**Text under study:**

# My Dad



## youngdon (Mar 10, 2010)

Most of you don't know, but earlier this month I placed my weekly call to my dad. He didn't sound good but had a dr appt the next day. I called him two days after, thinking that he would be on the mend and have any test results back. 
The test results required more tests.......but he sounded bad. Weak and just plain tired. I jumped on a plane the next day because I felt that he might need and knew he would appreciate a little help, he had another dr appt and I knew he would have a hard time driving himself there. He's 89. I wasn't prepared. I took him to the dr and he ordered tests and xrays. The next day he was having such a time I took him to the ER and they admitted him. they found a mass on his right lung, did a bioprsy and it is cancerous. It has been there for some time apparently and is fairly aggressive. He has so far refused chemo, radiation and anything else they have to offer except what will keep him comfortable. Tomorrow we meet with hospice. 
He is urging me to go home and I am torn, but for now I will honor his wish lest he give me the "look".

I haven't had what it will take to tell my Mom even though she won't know who I am or who I am telling her about but I feel grateful that she will be spared the pain.


----------



## youngdon (Mar 10, 2010)

I just couldn't post this here yesterday. We met with hospice today and they will keep him comfortable.


----------



## sneakygroundbuzzard (Nov 1, 2012)

Don,i am real sorry to hear this. thoughts and prayers are with you and your family.


----------



## glenway (Mar 27, 2011)

Dang tough for sure, Don. Went through something similar with my mother. And, I was glad to have every minute with her. I'll be thinking of you and your family and offer my prayers.


----------



## hassell (Feb 9, 2010)

It's been a tough road lately, our thoughts and prayers have been you and yours.

Rick & Cindy


----------



## jimmy shutt (Jun 2, 2013)

Sorry to hear YD, thoughts and prayers for you and Family!!


----------



## JTKillough (May 4, 2010)

Stored dataset items:
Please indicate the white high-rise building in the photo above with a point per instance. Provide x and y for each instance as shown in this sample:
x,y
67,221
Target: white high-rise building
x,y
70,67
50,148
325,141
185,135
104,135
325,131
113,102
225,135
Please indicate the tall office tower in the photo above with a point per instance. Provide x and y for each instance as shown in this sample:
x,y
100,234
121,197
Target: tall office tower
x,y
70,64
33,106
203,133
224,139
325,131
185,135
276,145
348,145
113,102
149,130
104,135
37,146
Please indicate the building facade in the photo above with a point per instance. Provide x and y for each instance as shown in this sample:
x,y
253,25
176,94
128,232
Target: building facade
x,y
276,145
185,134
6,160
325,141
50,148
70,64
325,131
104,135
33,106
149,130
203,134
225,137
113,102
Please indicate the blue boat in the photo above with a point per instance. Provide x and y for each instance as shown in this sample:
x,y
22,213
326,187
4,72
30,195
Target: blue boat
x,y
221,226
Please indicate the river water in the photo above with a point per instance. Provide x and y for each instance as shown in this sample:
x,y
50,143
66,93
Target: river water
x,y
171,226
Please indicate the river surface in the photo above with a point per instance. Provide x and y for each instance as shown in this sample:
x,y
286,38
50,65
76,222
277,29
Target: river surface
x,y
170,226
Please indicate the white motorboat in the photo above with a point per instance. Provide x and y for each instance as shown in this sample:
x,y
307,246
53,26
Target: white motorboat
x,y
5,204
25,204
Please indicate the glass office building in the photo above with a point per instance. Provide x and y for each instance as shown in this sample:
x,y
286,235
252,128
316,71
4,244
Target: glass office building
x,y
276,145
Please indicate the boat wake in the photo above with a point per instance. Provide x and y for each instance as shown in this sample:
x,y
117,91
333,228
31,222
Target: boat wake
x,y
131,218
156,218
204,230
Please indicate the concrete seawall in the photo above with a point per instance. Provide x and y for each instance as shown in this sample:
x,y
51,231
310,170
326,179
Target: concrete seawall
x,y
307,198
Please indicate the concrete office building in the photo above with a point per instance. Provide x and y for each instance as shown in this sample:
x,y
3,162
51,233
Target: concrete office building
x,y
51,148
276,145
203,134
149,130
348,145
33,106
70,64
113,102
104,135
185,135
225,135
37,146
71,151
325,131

**What is needed:** Summarize the forum thread in two sentences. The data are separate material with no connection to the forum thread.

**Completed task:** After a worrying phone call, youngdon flew out to help an 89-year-old father, who was admitted through the ER and found to have a cancerous, fairly aggressive mass on the right lung. The father has refused chemo and radiation in favor of comfort care from hospice, and other members replied with sympathy, thoughts, and prayers for youngdon and the family.